## Start Provided passage

# and the sheeple are finally figuring it out



## The_Blob (Dec 24, 2008)

not sure if this goes here or in general...

the whole article here...

After Gas Pains, Consumers Hit With Skyrocketing Grocery Bill - FoxNews.com

The price at the pump is painful, but the agony doesn't end there.

Faced with soaring shipping costs, food suppliers and manufacturers are raising prices.

Now, a trip to the local supermarket can be as shocking as a stop at the gas station. According to the U.S. Labor Department, *food prices climbed 3.9 percent last month. It's the biggest spike since November 1974.*


----------



## Emerald (Jun 14, 2010)

Our local big box chain called Meijers(I know they dropped the 's' but it is damned hard to change when ya gets old) has these 10 for $10 with the 11 free sales for a couple of years now and while there have been times when the product here and there would sell out. The last couple sales that they have run have run out and cleared the shelves! Mainly the good things like raw mushrooms and 5 lb potatoes and veggies-lucky me I am smart and always ask for a rain check and they are good for one month-talking to my mom she wants some of the white albacore tuna and the bottled mushrooms(the really good ones that are still from the USA) she will share them with me as I was only gonna buy about 5 or so of each. But now I am thinking that I should just get the 11 and hide half.. but I love my mom and don't mind sharing-  they limit the rain checks but not the actual product so I think folks are getting wise and stocking up asap!


----------



## Clarice (Aug 19, 2010)

Yesterday I had to stop at our local grocery. I walked by the meat counter and my mouth dropped and stayed that way. A young man who works as a meat cutter there also works for us part time with yard work etc. I asked him what they did with all the meat they surely couldn't sell at those prices, he said they sell out all the time, because of food stamps. Seems the people on food stamps don't care about the price since we are paying for it.

## End Provided passage

> [Prompt A]
Revise the grocery price thread from "not sure if" to "doesn't end there.", replacing "painful" with "hard to bear".
> [Prompt B]
In the grocery price thread, by how much did food prices climb last month according to the U.S. Labor Department?
> [Prompt C]
Write the next part of the grocery price thread, picking up after its final post.
The data after this point is separate material, unrelated to the grocery price thread.

## Start Dataset extract

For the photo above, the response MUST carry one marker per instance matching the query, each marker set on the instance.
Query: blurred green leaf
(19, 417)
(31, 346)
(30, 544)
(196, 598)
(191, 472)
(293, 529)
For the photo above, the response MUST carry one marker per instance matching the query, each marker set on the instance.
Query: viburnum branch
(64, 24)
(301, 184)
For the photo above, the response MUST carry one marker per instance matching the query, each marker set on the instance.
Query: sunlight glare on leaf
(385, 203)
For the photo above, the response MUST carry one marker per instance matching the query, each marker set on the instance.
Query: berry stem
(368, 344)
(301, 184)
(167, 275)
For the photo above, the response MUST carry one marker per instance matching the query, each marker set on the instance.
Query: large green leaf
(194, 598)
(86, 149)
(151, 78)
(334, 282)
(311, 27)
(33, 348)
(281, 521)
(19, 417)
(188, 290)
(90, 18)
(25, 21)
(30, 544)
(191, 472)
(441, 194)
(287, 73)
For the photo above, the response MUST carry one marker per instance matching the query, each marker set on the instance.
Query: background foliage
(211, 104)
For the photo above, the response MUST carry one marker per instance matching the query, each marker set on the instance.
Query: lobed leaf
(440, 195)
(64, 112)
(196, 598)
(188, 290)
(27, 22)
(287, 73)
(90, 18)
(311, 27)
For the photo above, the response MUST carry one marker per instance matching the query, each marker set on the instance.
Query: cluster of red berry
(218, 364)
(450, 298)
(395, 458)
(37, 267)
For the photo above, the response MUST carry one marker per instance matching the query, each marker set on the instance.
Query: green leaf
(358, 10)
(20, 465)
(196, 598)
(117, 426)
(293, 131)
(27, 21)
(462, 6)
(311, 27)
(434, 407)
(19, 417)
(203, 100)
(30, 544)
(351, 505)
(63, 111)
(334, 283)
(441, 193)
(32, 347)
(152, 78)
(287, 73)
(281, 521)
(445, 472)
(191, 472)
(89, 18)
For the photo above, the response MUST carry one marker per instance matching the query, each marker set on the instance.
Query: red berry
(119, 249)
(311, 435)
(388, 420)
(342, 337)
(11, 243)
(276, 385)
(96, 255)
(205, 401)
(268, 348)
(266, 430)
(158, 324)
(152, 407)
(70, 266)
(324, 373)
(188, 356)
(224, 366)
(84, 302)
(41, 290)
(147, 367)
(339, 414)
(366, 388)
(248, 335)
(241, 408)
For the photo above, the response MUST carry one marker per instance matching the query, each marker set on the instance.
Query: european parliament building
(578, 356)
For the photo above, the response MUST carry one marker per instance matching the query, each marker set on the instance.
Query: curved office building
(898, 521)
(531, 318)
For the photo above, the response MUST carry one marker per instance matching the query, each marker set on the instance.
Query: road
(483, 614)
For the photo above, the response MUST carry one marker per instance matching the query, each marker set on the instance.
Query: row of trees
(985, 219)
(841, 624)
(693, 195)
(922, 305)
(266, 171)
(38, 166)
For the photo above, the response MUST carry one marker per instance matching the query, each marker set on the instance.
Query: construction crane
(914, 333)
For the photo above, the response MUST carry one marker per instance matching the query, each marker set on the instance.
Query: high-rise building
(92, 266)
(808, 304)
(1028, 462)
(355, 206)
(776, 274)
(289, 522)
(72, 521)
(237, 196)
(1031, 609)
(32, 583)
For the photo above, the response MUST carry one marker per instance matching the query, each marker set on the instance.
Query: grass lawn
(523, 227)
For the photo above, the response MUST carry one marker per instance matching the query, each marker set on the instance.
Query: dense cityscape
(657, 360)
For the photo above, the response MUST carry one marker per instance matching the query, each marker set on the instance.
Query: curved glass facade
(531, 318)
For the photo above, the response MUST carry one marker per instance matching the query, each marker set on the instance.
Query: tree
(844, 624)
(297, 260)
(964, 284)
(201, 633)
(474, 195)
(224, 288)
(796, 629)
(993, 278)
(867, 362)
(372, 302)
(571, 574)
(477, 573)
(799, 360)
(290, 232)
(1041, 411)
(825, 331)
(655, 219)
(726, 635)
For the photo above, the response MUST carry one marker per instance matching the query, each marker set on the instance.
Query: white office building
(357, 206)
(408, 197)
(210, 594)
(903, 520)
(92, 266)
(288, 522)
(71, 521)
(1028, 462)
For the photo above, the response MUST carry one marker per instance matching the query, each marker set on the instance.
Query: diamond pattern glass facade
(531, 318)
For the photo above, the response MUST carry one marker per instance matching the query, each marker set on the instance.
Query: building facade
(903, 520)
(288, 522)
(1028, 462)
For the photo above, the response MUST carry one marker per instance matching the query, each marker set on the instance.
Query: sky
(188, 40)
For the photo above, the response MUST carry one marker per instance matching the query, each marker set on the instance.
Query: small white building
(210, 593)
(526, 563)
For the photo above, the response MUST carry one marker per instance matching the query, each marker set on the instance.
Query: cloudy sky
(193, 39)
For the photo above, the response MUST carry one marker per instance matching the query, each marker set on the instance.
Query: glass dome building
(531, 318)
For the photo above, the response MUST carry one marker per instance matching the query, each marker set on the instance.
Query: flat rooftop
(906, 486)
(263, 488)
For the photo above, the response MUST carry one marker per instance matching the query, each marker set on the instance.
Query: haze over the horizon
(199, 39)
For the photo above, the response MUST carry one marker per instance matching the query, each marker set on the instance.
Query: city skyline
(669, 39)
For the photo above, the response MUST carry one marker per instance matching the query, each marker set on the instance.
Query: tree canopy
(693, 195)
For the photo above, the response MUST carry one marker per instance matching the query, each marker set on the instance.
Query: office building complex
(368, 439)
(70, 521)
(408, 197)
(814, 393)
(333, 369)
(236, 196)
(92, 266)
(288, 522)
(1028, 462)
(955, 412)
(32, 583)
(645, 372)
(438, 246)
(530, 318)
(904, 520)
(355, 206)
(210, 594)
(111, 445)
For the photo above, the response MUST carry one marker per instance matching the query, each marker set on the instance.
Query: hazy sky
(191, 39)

## End Dataset extract
## Start Dataset extract

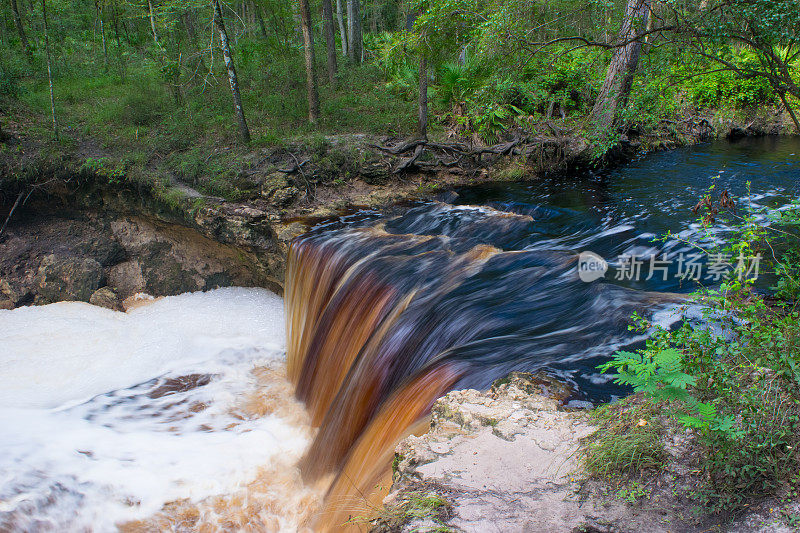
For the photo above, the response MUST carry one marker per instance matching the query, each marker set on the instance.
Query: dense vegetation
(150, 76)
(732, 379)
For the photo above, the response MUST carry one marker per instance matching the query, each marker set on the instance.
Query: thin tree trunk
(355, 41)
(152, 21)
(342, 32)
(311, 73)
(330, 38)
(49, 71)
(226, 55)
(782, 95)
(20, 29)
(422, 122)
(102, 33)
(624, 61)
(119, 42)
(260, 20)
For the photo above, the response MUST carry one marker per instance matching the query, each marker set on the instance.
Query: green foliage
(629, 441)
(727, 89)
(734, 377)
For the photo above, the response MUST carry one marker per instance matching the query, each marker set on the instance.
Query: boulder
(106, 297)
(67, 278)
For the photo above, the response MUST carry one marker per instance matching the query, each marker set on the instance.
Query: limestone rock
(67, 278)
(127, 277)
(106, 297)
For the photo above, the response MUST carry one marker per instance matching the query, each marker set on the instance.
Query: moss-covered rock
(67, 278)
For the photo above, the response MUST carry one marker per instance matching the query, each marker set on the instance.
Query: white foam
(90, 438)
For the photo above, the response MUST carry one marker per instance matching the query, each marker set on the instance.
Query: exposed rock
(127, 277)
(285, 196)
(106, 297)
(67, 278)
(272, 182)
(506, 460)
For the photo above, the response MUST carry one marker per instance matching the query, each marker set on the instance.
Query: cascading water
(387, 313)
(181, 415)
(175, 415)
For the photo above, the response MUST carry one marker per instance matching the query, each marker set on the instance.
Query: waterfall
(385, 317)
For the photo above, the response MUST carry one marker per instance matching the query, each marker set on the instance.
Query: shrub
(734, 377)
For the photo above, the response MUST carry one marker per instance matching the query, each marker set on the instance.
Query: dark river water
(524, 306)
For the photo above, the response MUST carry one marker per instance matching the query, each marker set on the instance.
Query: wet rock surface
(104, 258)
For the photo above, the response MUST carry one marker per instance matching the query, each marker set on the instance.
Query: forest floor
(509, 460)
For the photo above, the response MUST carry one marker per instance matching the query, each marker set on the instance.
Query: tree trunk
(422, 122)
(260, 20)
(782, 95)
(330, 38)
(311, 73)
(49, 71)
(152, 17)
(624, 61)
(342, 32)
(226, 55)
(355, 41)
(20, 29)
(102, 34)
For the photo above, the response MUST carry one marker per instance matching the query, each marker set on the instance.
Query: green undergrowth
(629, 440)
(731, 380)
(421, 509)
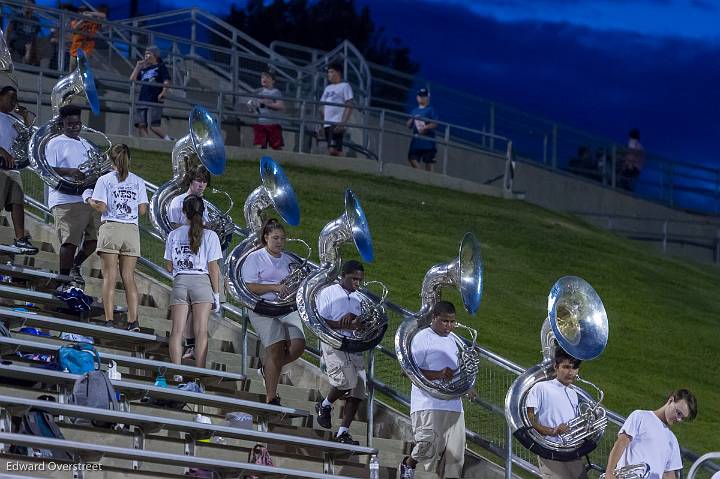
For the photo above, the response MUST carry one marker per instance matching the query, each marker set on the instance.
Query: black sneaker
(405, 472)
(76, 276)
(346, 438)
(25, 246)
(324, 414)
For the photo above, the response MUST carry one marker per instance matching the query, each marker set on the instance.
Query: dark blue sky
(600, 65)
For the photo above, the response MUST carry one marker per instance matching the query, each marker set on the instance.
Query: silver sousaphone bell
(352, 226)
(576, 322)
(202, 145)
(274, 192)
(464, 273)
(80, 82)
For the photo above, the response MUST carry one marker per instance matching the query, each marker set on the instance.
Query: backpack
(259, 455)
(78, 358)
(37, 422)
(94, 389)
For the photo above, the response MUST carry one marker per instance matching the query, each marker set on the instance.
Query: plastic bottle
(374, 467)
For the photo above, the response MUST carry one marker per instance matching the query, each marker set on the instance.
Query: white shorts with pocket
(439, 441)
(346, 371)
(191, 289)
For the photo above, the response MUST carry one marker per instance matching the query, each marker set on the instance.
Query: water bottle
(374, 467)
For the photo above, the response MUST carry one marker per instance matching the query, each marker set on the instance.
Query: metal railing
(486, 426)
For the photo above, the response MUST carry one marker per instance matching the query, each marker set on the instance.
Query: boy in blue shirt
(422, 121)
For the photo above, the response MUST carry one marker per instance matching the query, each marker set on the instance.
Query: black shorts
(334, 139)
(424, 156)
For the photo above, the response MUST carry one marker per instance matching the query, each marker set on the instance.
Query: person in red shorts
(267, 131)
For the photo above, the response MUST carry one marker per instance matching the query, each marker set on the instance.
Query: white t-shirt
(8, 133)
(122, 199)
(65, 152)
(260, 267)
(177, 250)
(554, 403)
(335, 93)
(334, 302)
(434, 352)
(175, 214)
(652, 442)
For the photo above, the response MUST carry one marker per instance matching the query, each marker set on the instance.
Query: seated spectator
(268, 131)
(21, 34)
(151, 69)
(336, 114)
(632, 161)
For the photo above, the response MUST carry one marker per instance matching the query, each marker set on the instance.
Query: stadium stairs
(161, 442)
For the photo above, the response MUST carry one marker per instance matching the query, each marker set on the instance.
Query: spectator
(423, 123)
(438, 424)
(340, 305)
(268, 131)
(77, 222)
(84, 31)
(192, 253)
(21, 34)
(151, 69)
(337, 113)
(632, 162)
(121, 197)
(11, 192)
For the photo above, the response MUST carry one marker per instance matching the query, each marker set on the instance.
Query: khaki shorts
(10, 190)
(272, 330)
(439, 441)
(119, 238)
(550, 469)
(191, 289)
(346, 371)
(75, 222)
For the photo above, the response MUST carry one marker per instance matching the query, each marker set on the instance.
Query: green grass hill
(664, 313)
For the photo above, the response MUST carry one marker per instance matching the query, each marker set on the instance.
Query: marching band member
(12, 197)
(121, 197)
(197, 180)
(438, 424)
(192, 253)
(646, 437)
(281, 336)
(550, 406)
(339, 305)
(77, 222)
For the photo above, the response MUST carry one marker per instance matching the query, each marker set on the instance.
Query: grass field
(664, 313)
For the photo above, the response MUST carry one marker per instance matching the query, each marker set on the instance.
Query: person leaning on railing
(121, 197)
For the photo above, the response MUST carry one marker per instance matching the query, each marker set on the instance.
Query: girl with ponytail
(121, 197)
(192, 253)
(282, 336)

## End Dataset extract

> [Output A]
not sure if this goes here or in general...

the whole article here...

After Gas Pains, Consumers Hit With Skyrocketing Grocery Bill - FoxNews.com

The price at the pump is hard to bear, but the agony doesn't end there.

> [Output B]
3.9 percent

> [Output C]
----------



## fancy1 (Jan 18, 2011)

I'd stopped in to out local dollar store for a couple of things yesterday and was surprised to overhear a conversation on the next aisle.
"you'll be glad for that when the powers off for good..." said the male voice. 
"well, what about that box of "XYZ", can we make that do?" said the female.

So, I rounded the corner and see a middle aged, and I presumed middle class by their attire/hair styles etc, pushing a very loaded cart! They had 100's of things in their cart and she was carrying a hand basket as well. As I passed them, all I could say was "don't forget stick matches", and it looked as if a lightbulb came on. 

When I told DH about it, he was happy to hear that at least they were thinking about things, trying to do something to take care of themselves. We're seeing more and more folks "stocking up", partly because of inflated prices, but now we're seeing more of a "prepper" mindset.


----------



## geoffreys7 (Jan 11, 2011)

I just noticed my coffee went from $9.98 to $10.98 a 10% increase!
What happened to no inflation!? 10% increase has become common on many food products.


----------



## Lake Windsong (Nov 27, 2009)

Clarice said:


> Yesterday I had to stop at our local grocery. I walked by the meat counter and my mouth dropped and stayed that way. A young man who works as a meat cutter there also works for us part time with yard work etc. I asked him what they did with all the meat they surely couldn't sell at those prices, he said they sell out all the time, because of food stamps. *Seems the people on food stamps don't care about the price since we are paying for it*.


So many people on food stamps are either so used to riding the system, or used to a higher standard of living before the economy (and their personal finances) fell flat, either way, a pet peeve of mine.

I think food stamps should be more like WIC, allowing you a certain amount of store brand/preselected brand staples, like peanut butter, beans, basic cereal, milk, cheese. And I say this because pre-prepper I had a few hard times myself, like everybody else. You learn to buy the basics to make the $ stretch.


----------



## tsrwivey (Dec 31, 2010)

People around here are stocking up, too. I'm apparently not the only one who's noticed because the grocery had bags of beans & rice for 50 cents a pound advertised in their paper again. They usually have that sale about twice a year but this is the second time already this year they've run it.


----------



## BadgeBunny (Nov 2, 2010)

fancy1 said:


> I'd stopped in to out local dollar store for a couple of things yesterday and was surprised to overhear a conversation on the next aisle.
> "you'll be glad for that when the powers off for good..." said the male voice.
> "well, what about that box of "XYZ", can we make that do?" said the female.
> 
> ...


We shop regularly at Sam's Club. We have always been people watchers ... me because I think people are interesting to observe, the hubby because he is a cop and that is what the danged old JBTs do ... even when they are not at work!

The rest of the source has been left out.